Given instruction:
Copy every item below line for line, with no changes, and omit the pictures from your copy.

□ □ □ □ □ □ □

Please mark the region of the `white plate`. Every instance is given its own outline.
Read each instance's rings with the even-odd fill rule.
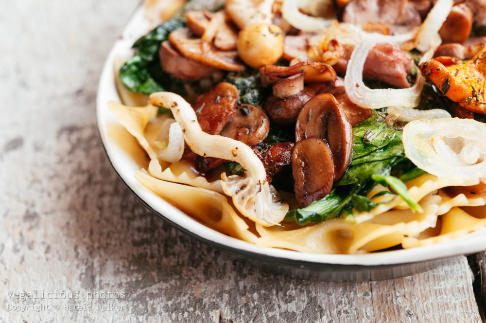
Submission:
[[[130,19],[117,40],[103,68],[97,98],[97,118],[100,135],[106,154],[115,170],[130,189],[155,212],[192,235],[238,253],[257,256],[258,258],[278,258],[280,262],[321,265],[358,265],[377,266],[397,265],[423,262],[454,255],[470,254],[486,250],[486,234],[475,233],[451,241],[426,247],[372,253],[345,255],[307,253],[280,249],[257,247],[228,236],[206,227],[181,212],[158,196],[145,189],[135,179],[134,173],[139,167],[135,161],[108,135],[108,125],[116,123],[115,116],[108,110],[106,103],[120,102],[114,82],[112,66],[117,54],[126,56],[138,37],[148,31],[148,23],[139,8]]]

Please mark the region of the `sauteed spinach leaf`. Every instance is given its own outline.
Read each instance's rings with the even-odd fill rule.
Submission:
[[[387,126],[376,112],[355,126],[353,131],[353,158],[347,171],[335,183],[335,188],[308,206],[289,211],[286,221],[304,225],[349,215],[353,208],[358,211],[369,211],[379,203],[366,196],[379,183],[391,187],[412,209],[419,209],[408,195],[403,181],[425,172],[404,157],[402,132]],[[391,174],[400,176],[399,179]],[[387,192],[379,194],[391,194]],[[352,221],[352,216],[345,218]]]
[[[249,70],[244,72],[231,72],[226,76],[226,81],[238,89],[238,103],[262,107],[268,96],[268,90],[261,86],[258,70]]]
[[[127,89],[146,95],[164,90],[184,94],[183,82],[162,70],[158,50],[171,32],[185,25],[183,20],[171,19],[135,42],[135,54],[120,71],[120,80]]]

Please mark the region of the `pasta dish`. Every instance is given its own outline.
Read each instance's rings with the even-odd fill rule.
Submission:
[[[302,252],[486,226],[486,0],[144,5],[152,27],[115,60],[108,106],[146,155],[147,189]]]

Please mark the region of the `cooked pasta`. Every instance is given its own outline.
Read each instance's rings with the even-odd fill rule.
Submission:
[[[353,1],[343,21],[326,1],[312,17],[303,2],[263,2],[228,1],[216,13],[186,4],[134,44],[132,58],[114,62],[122,103],[109,108],[150,160],[139,182],[262,247],[360,253],[483,229],[486,125],[473,119],[486,120],[485,89],[460,71],[482,87],[485,50],[464,64],[432,58],[446,50],[452,1],[415,23]]]

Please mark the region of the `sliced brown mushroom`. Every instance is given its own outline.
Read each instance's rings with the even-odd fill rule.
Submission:
[[[185,57],[168,41],[160,44],[158,53],[162,69],[182,80],[195,81],[209,78],[217,71],[213,67]]]
[[[304,90],[304,72],[289,76],[273,86],[273,95],[278,98],[286,98]]]
[[[268,117],[261,108],[242,104],[220,134],[254,146],[267,137],[270,125]]]
[[[329,65],[317,62],[300,62],[292,66],[266,65],[260,68],[260,76],[263,86],[273,84],[282,79],[303,72],[305,82],[334,81],[336,72]]]
[[[334,179],[347,168],[353,144],[353,128],[334,97],[317,95],[304,106],[295,124],[295,141],[316,137],[327,142],[332,153]]]
[[[219,135],[237,114],[238,90],[233,84],[223,82],[207,93],[196,98],[194,109],[203,131]]]
[[[462,44],[466,41],[472,29],[472,11],[465,3],[452,7],[439,30],[442,42]]]
[[[186,14],[186,24],[195,35],[202,36],[214,15],[208,11],[190,11]],[[236,49],[238,38],[234,26],[225,21],[219,26],[214,36],[214,47],[222,51],[234,51]]]
[[[232,72],[244,71],[236,51],[221,51],[200,38],[192,36],[189,28],[176,29],[169,35],[169,41],[183,55],[208,66]]]
[[[328,144],[319,138],[297,142],[292,151],[295,198],[302,206],[322,198],[332,188],[334,163]]]
[[[214,157],[203,157],[198,155],[196,157],[196,169],[203,174],[207,174],[211,169],[214,169],[223,164],[225,160]]]
[[[371,116],[371,109],[363,108],[355,104],[346,93],[344,86],[335,87],[330,89],[327,92],[332,94],[339,104],[339,108],[344,112],[351,126],[361,123]]]
[[[271,95],[265,103],[265,110],[272,121],[279,125],[293,124],[302,107],[315,95],[312,90],[305,88],[302,92],[286,98]]]
[[[210,20],[210,17],[203,11],[189,11],[186,14],[186,25],[194,35],[199,36],[204,34]]]

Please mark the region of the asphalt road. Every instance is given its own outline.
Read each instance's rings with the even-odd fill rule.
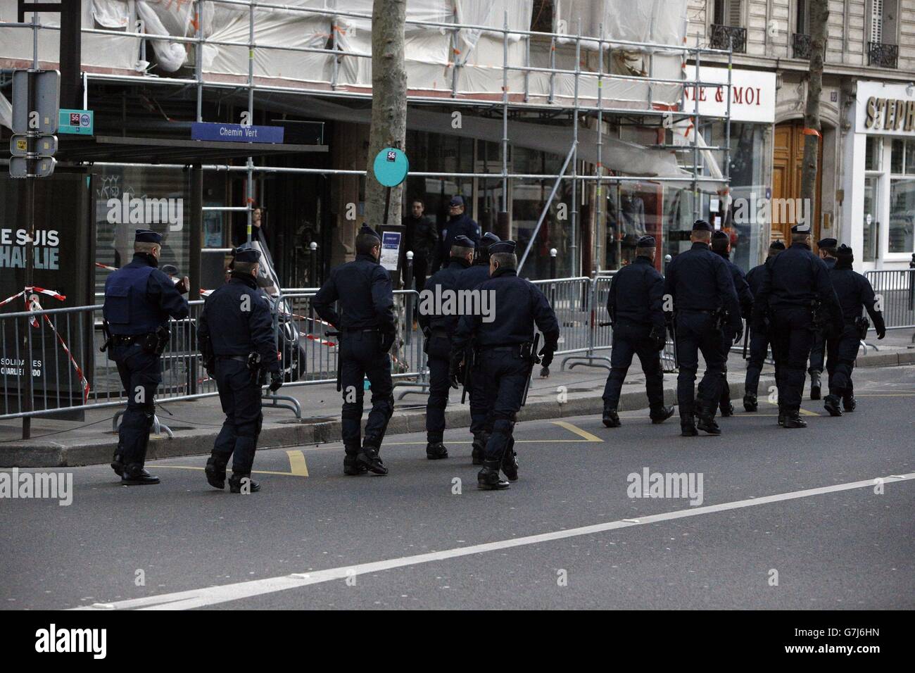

□ □ □ □ □ □ □

Result below:
Please mark the region of the `white plate`. Every instance is given its own outline.
Read each instance's rings with the even-odd fill rule.
Submission:
[[[130,19],[117,40],[103,68],[97,98],[97,118],[100,135],[106,154],[115,170],[130,189],[155,212],[192,235],[238,253],[257,256],[258,258],[278,258],[280,262],[321,265],[358,265],[377,266],[397,265],[423,262],[454,255],[470,254],[486,250],[486,234],[475,233],[451,241],[426,247],[372,253],[345,255],[307,253],[280,249],[257,247],[228,236],[206,227],[181,212],[158,196],[145,189],[135,179],[134,173],[139,167],[135,161],[108,135],[108,125],[116,123],[115,116],[108,110],[106,103],[120,102],[114,82],[112,66],[117,54],[126,56],[138,37],[148,31],[148,23],[139,8]]]

Please mark the region of the `sauteed spinach leaf`. Every instance is given its own outline.
Read each instance's rings with the even-odd fill rule.
Submission:
[[[387,126],[376,112],[355,126],[353,131],[353,158],[347,171],[335,183],[335,188],[308,206],[289,211],[286,221],[304,225],[349,215],[353,208],[358,211],[369,211],[379,203],[366,196],[379,183],[391,187],[412,209],[419,209],[408,195],[403,181],[425,172],[404,157],[402,132]],[[391,174],[400,176],[399,179]],[[387,192],[379,194],[391,194]],[[352,221],[352,216],[345,218]]]
[[[249,70],[244,72],[231,72],[226,76],[226,81],[238,89],[238,103],[262,107],[268,96],[268,90],[261,86],[258,70]]]
[[[127,89],[146,95],[164,90],[184,94],[183,82],[162,70],[158,50],[171,32],[185,25],[183,20],[171,19],[135,42],[135,54],[120,71],[120,80]]]

Please mark the region of the `pasta dish`. Every instance is given its own outline.
Read each instance's rings with the even-odd fill rule.
Submission:
[[[302,252],[486,226],[486,0],[144,5],[152,27],[115,60],[108,106],[146,155],[147,189]]]

Please mark the region of the `cooked pasta`. Every instance is given its own outline.
Read each instance's rings with the even-odd fill rule.
Submission:
[[[353,1],[343,21],[326,1],[312,17],[303,2],[263,2],[228,1],[216,13],[186,4],[134,44],[132,58],[114,62],[122,103],[109,108],[150,160],[139,182],[262,247],[360,253],[483,229],[486,125],[473,119],[486,120],[485,89],[460,71],[482,87],[485,50],[464,64],[432,58],[446,50],[452,1],[415,23]]]

Please mark the region of the `sliced brown mushroom`. Every instance is given its own outline.
Read each instance's rings with the even-odd fill rule.
Submission:
[[[185,57],[168,41],[160,44],[158,53],[162,69],[182,80],[195,81],[209,78],[217,71],[213,67]]]
[[[304,90],[304,72],[289,76],[273,86],[273,95],[278,98],[286,98]]]
[[[268,117],[261,108],[242,104],[220,134],[254,146],[267,137],[270,125]]]
[[[329,65],[317,62],[300,62],[292,66],[266,65],[260,68],[260,76],[263,86],[273,84],[282,79],[303,72],[305,82],[334,81],[336,72]]]
[[[334,179],[347,168],[353,144],[353,128],[334,97],[317,95],[304,106],[295,124],[295,141],[316,137],[327,142],[332,153]]]
[[[219,135],[237,114],[238,90],[233,84],[223,82],[207,93],[196,98],[194,109],[203,131]]]
[[[462,44],[466,41],[472,29],[472,11],[465,3],[452,7],[439,30],[442,42]]]
[[[186,14],[186,24],[195,35],[202,36],[214,15],[208,11],[190,11]],[[236,49],[238,38],[234,26],[225,21],[219,26],[214,36],[214,47],[222,51],[234,51]]]
[[[232,72],[244,71],[236,51],[221,51],[200,38],[192,36],[189,28],[176,29],[169,35],[169,41],[183,55],[208,66]]]
[[[328,144],[319,138],[297,142],[292,151],[295,198],[302,206],[322,198],[332,188],[334,163]]]
[[[214,157],[203,157],[198,155],[196,157],[196,169],[203,174],[207,174],[211,169],[214,169],[223,164],[225,160]]]
[[[371,116],[371,109],[363,108],[355,104],[346,93],[344,86],[335,87],[330,89],[327,92],[332,94],[339,104],[339,108],[344,112],[351,126],[361,123]]]
[[[271,95],[265,103],[265,110],[272,121],[279,125],[293,124],[302,107],[315,95],[312,90],[305,88],[302,92],[286,98]]]
[[[210,20],[210,17],[203,11],[189,11],[186,14],[186,25],[194,35],[199,36],[204,34]]]

Please mark the region of the asphalt road. Every instance is given its own outline.
Read each instance's rings with the even-odd fill rule.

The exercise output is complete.